#### Seitenauszug

Gutachten sind regelmäßig Entscheidungsgrundlage in Prozessen. Sachverständige entscheiden also im Rechtsstreit quasi mit. Diese Erkenntnis verdeutlicht, wie wichtig es ist, sich mit Sachverständigengutachten in tatsächlicher und rechtlicher Hinsicht auseinanderzusetzen. Hierfür bietet das Buch "Unfallrekonstruktion im Verkehrsprozess" von Burmann/Schmedding eine hervorragende Hilfestellung. Es ist in der 2. Auflage im Anwaltverlag erschienen.

Das Buch ist in einen technischen und einen rechtlichen Teil gegliedert. Im ersten Teil stellt Herr Dipl.-Phys. Klaus Schmedding die Grundlagen und Fehlerquellen von verkehrstechnischen Gutachten dar. Im zweiten Teil erläutert Herr Rechtsanwalt Dr. Michael Burmann den Sachverständigenbeweis im Verkehrs- und Haftpflichtprozess.

Beide Autoren behandeln sowohl die Themen, die bei einem Zivilprozess von Bedeutung sind, als auch diejenigen, die in Strafverfahren häufig vorkommen. Das Buch ist daher für den Verkehrsrechtler bestens geeignet, um bei der Unfallrekonstruktion im Verkehrsprozess gewappnet zu sein.

########
#### Bereitgestellte Angaben

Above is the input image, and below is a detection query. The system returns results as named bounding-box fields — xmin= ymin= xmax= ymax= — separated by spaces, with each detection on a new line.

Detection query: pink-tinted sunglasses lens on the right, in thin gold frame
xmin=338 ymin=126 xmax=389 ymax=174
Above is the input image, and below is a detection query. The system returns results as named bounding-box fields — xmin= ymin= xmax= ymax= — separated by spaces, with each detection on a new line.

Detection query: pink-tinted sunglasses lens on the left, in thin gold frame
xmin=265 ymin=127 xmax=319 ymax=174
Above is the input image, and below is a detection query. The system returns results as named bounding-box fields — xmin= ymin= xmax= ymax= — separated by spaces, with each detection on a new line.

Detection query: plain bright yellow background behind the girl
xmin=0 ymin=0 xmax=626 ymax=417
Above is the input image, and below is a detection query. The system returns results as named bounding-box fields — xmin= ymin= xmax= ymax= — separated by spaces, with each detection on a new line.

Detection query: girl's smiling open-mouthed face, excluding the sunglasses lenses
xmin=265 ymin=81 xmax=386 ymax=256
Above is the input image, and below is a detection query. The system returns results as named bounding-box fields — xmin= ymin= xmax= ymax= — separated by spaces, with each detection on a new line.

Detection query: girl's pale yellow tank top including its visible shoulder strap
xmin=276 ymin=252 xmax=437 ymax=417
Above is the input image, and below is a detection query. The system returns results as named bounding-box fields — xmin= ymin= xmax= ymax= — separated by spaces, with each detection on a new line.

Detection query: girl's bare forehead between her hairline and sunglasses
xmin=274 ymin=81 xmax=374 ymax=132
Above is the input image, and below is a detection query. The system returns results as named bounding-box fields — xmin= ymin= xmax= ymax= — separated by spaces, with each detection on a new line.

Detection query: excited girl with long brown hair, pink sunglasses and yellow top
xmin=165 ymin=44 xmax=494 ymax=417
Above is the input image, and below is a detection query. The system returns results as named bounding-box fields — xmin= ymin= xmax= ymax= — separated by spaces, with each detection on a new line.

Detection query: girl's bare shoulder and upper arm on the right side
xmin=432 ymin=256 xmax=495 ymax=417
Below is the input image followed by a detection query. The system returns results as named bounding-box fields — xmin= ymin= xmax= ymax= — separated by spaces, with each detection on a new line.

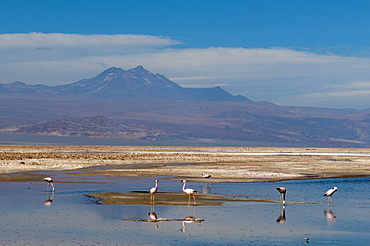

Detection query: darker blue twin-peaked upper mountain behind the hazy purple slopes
xmin=0 ymin=66 xmax=249 ymax=101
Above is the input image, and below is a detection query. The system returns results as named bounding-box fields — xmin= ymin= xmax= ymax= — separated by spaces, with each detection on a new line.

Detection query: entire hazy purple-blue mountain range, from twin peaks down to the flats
xmin=0 ymin=66 xmax=370 ymax=147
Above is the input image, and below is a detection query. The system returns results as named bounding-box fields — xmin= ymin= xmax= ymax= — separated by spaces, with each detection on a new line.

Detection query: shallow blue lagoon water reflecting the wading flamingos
xmin=0 ymin=172 xmax=370 ymax=245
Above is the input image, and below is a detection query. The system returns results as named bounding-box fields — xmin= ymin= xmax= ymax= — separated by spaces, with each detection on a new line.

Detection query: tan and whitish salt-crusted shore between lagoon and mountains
xmin=0 ymin=145 xmax=370 ymax=182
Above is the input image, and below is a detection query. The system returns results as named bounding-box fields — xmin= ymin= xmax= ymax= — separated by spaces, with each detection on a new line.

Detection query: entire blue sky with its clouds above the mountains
xmin=0 ymin=0 xmax=370 ymax=109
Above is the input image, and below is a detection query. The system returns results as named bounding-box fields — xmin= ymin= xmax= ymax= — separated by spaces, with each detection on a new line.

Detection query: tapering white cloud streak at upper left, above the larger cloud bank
xmin=0 ymin=32 xmax=181 ymax=64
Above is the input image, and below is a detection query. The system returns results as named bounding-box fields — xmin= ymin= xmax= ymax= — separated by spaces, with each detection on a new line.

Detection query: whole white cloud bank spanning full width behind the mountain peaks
xmin=0 ymin=33 xmax=370 ymax=108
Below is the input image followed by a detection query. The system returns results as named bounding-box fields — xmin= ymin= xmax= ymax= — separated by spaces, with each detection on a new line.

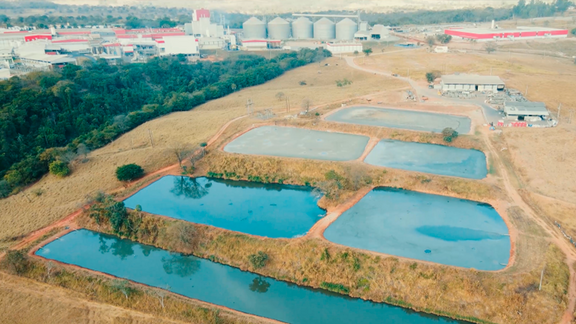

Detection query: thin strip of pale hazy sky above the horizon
xmin=53 ymin=0 xmax=518 ymax=13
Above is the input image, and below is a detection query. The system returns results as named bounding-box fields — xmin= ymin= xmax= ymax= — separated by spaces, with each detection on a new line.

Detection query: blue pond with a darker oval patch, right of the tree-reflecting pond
xmin=324 ymin=188 xmax=510 ymax=270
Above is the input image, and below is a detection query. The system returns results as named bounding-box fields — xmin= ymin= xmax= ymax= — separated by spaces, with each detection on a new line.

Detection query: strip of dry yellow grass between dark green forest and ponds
xmin=0 ymin=58 xmax=396 ymax=248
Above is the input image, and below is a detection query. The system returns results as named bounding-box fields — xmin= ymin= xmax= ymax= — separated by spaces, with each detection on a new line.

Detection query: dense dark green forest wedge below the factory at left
xmin=0 ymin=49 xmax=330 ymax=197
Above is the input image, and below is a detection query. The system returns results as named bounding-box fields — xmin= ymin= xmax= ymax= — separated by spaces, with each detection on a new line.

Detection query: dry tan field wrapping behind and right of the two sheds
xmin=357 ymin=50 xmax=576 ymax=230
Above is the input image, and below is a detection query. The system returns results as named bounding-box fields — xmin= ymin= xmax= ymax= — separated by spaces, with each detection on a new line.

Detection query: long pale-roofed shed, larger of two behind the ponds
xmin=440 ymin=74 xmax=505 ymax=92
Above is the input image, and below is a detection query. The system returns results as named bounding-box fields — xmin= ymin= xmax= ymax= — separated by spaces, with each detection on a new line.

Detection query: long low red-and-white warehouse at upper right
xmin=444 ymin=27 xmax=568 ymax=41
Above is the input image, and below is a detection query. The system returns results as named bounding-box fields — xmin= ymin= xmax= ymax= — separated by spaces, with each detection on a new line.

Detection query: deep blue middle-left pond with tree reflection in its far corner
xmin=124 ymin=176 xmax=325 ymax=238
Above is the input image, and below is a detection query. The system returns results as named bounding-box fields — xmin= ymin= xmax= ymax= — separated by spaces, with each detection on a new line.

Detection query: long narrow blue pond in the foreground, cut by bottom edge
xmin=36 ymin=230 xmax=463 ymax=324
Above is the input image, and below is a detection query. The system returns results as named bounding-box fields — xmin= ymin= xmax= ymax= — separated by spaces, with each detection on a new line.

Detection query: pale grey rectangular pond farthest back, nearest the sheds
xmin=326 ymin=107 xmax=471 ymax=134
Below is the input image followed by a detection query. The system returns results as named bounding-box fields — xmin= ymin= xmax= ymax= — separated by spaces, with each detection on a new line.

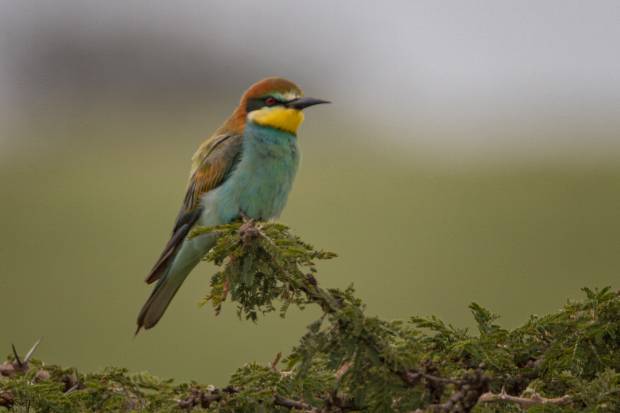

########

• Arbeitsauftrag A
Beantworten Sie anhand der Buchbesprechung zur Unfallrekonstruktion die folgenden Fragen:
(i) In welchem Verlag ist die 2. Auflage des Buches erschienen?
(ii) Was erläutert Dr. Michael Burmann im zweiten Teil?
(iii) Welche beiden Verfahrensarten behandeln die Autoren?
• Arbeitsauftrag B
Setzen Sie die Buchbesprechung zur Unfallrekonstruktion nach ihrem letzten Satz fort.

• Ergebnis A
(i) Die 2. Auflage ist im Anwaltverlag erschienen.
(ii) Er erläutert den Sachverständigenbeweis im Verkehrs- und Haftpflichtprozess.
(iii) Sie behandeln den Zivilprozess und das Strafverfahren.

• Ergebnis B
Für den Juristen ist es nicht immer einfach, technische Vorgänge zu begreifen. Die Auseinandersetzung mit verkehrstechnischen Gutachten ist daher oft mit Schwierigkeiten verbunden. Diese zu überwinden, helfen die Erläuterungen von Schmedding. In einer klaren und verständlichen Sprache stellt er die wesentlichen Aspekte der Arbeit eines Sachverständigen vor. Er geht hierbei auf die Fallkonstellationen ein, die typischerweise Gegenstand von verkehrstechnischen Gutachten sind. Durch zahlreiche Abbildungen werden seine Ausführungen anschaulich. Der Leser wird in die Lage versetzt, sich kritisch mit Sachverständigengutachten auseinanderzusetzen und qualifiziert nachzufragen. Er wird in geeigneten Fällen die Möglichkeit haben zu erreichen, dass der Unfallhergang doch nicht so eindeutig zum Nachteil einer Partei dargestellt werden kann.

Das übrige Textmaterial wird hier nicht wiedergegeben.